▶ [INPUT DATA]
-- BEGIN --

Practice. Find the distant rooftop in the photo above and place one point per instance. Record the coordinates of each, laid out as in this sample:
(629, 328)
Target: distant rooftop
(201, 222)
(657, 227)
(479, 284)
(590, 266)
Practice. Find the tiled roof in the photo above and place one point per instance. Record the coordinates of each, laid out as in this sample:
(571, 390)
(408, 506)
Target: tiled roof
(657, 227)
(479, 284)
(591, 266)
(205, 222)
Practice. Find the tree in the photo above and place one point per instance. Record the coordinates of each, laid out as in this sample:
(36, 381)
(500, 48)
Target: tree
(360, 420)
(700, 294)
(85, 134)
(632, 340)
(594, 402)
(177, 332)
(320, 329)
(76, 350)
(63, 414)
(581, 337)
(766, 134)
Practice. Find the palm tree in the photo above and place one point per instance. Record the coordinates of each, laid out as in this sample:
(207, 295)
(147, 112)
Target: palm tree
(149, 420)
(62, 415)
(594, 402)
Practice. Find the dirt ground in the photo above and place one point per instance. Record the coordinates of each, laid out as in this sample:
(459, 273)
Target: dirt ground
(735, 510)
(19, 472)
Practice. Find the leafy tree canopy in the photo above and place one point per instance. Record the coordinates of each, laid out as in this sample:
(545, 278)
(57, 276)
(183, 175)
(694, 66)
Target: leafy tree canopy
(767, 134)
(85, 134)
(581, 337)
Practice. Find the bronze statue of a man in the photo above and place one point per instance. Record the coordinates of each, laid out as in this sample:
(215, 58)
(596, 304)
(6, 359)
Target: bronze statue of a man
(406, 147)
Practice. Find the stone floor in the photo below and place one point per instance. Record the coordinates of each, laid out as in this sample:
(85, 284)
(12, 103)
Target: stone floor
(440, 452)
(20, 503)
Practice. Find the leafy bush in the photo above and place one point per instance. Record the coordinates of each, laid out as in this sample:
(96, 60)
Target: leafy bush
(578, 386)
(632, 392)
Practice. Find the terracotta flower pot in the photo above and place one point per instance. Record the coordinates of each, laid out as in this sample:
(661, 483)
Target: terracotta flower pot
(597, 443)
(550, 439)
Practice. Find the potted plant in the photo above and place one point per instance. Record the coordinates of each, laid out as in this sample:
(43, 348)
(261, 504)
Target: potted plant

-- END --

▶ [TASK GOAL] Write out the lines again, from the line with "Practice. Find the leafy bush" through the last line above, keeping the requests and increasing every answer coordinate by 128. Leave the sample coordinates inside the requests unchanged.

▶ [OUTPUT BELOW]
Practice. Find the leafy bush in the photo above and place one point per instance. Record the coordinates of each, laid out as in this sample:
(96, 60)
Target: leafy bush
(706, 514)
(760, 520)
Practice. Find the terracotta flower pot in the photo above and place one point per instance. Record the coordinates of each, laid out as in this sample:
(661, 483)
Target: terracotta flower pot
(725, 571)
(678, 567)
Practice. Find the potted plant in the photo above and place one point per instance. Record the coordinates of each, laid out as in this sample:
(43, 348)
(261, 504)
Target: potted plant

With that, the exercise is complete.